Natural language region descriptions:
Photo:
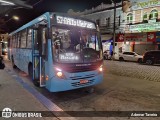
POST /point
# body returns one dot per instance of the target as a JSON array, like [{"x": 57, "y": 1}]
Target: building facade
[
  {"x": 137, "y": 25},
  {"x": 141, "y": 25}
]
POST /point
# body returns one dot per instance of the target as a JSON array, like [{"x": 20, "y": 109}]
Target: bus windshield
[{"x": 75, "y": 45}]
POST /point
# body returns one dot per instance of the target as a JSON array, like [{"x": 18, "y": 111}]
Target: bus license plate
[{"x": 83, "y": 81}]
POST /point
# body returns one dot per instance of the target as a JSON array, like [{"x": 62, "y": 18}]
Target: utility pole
[{"x": 114, "y": 29}]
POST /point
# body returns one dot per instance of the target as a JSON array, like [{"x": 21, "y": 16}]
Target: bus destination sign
[{"x": 75, "y": 22}]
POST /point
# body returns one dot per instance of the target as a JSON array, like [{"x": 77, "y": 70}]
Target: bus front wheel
[{"x": 35, "y": 80}]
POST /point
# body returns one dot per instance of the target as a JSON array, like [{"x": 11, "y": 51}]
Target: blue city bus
[
  {"x": 4, "y": 47},
  {"x": 59, "y": 52}
]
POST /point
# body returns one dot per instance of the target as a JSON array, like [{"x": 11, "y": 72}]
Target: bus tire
[
  {"x": 30, "y": 71},
  {"x": 13, "y": 65}
]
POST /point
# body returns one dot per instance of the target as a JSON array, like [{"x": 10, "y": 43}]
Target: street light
[
  {"x": 15, "y": 17},
  {"x": 114, "y": 28},
  {"x": 6, "y": 2}
]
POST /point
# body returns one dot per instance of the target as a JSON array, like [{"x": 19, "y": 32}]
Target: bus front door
[{"x": 38, "y": 49}]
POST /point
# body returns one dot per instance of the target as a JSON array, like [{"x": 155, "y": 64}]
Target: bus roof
[{"x": 46, "y": 16}]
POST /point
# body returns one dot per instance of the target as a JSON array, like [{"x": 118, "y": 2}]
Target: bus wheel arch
[{"x": 30, "y": 72}]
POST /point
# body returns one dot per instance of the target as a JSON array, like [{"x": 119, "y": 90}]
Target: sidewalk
[{"x": 15, "y": 97}]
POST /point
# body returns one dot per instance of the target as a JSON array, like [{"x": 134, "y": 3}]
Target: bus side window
[
  {"x": 44, "y": 40},
  {"x": 23, "y": 39},
  {"x": 29, "y": 38}
]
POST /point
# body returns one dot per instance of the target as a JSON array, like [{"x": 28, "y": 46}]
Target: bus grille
[
  {"x": 83, "y": 77},
  {"x": 78, "y": 84}
]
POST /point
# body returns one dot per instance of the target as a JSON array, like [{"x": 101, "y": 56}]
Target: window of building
[
  {"x": 29, "y": 38},
  {"x": 98, "y": 22},
  {"x": 130, "y": 18},
  {"x": 18, "y": 39},
  {"x": 118, "y": 21},
  {"x": 23, "y": 39},
  {"x": 107, "y": 22},
  {"x": 145, "y": 16},
  {"x": 153, "y": 14}
]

TASK: What you output must match the data exactly, apart from the pictures, which are left out.

WRITTEN SOLUTION:
Photo:
POST /point
# body returns one dot per instance of the target as a JSON array, like [{"x": 57, "y": 1}]
Target: building facade
[
  {"x": 137, "y": 25},
  {"x": 141, "y": 25}
]
POST /point
# body returns one dot per instance of the target as a JSON array, like [{"x": 20, "y": 109}]
Target: bus windshield
[{"x": 75, "y": 45}]
POST /point
# body returns one dot per instance of the target as a JSON array, like [{"x": 18, "y": 111}]
Target: bus license plate
[{"x": 83, "y": 81}]
POST /point
# body returns one dot per instance of the target as a JSON array, like [{"x": 62, "y": 18}]
Target: utility pole
[{"x": 114, "y": 29}]
POST /point
# body returns one dot per instance of the target as a JSON array, like [{"x": 21, "y": 16}]
Target: bus destination sign
[{"x": 75, "y": 22}]
POST /point
# body returns one dot per instance of the target as a JSON array, like [{"x": 77, "y": 70}]
Target: bus front wheel
[{"x": 35, "y": 80}]
POST /point
# body returns one dot per instance of the target as a JSON array, like [{"x": 11, "y": 51}]
Target: blue city bus
[
  {"x": 4, "y": 47},
  {"x": 59, "y": 52}
]
POST /point
# body returns one dot per instance of the target as a JSON array, like [{"x": 11, "y": 72}]
Target: bus tire
[
  {"x": 30, "y": 71},
  {"x": 13, "y": 65}
]
POST /point
# body returns one dot per instance of the target as a JSON array, like [{"x": 10, "y": 43}]
Target: street light
[
  {"x": 15, "y": 17},
  {"x": 114, "y": 28},
  {"x": 6, "y": 2}
]
POST /point
# body returns one dot per instance of the target as a JSON array, like [{"x": 19, "y": 32}]
Target: bus front door
[{"x": 38, "y": 49}]
POST /point
# body returns one dot per instance of the target as a JSON array, like [{"x": 155, "y": 64}]
Target: bus roof
[{"x": 46, "y": 16}]
POST /point
# body returns one dot per instance of the target as a JSON array, like [{"x": 118, "y": 2}]
Target: bus wheel arch
[{"x": 30, "y": 72}]
POST /point
# body returns one dot per instance of the target as a JSON array, like [{"x": 119, "y": 90}]
Target: sidewalk
[{"x": 15, "y": 97}]
POST /point
# body returns one dot per instance of the target as a JSON array, like [{"x": 134, "y": 3}]
Target: bus side window
[
  {"x": 44, "y": 40},
  {"x": 23, "y": 39},
  {"x": 29, "y": 38}
]
POST /point
# body returns one dot per instance of the target as a JSON array, like [{"x": 28, "y": 46}]
Target: bus grille
[
  {"x": 83, "y": 77},
  {"x": 78, "y": 84}
]
POST /point
# body returns one dot per instance of the target as a JSON array, like [{"x": 101, "y": 56}]
Target: window of building
[
  {"x": 29, "y": 38},
  {"x": 98, "y": 22},
  {"x": 130, "y": 18},
  {"x": 18, "y": 39},
  {"x": 118, "y": 21},
  {"x": 23, "y": 39},
  {"x": 107, "y": 22},
  {"x": 145, "y": 16},
  {"x": 153, "y": 14}
]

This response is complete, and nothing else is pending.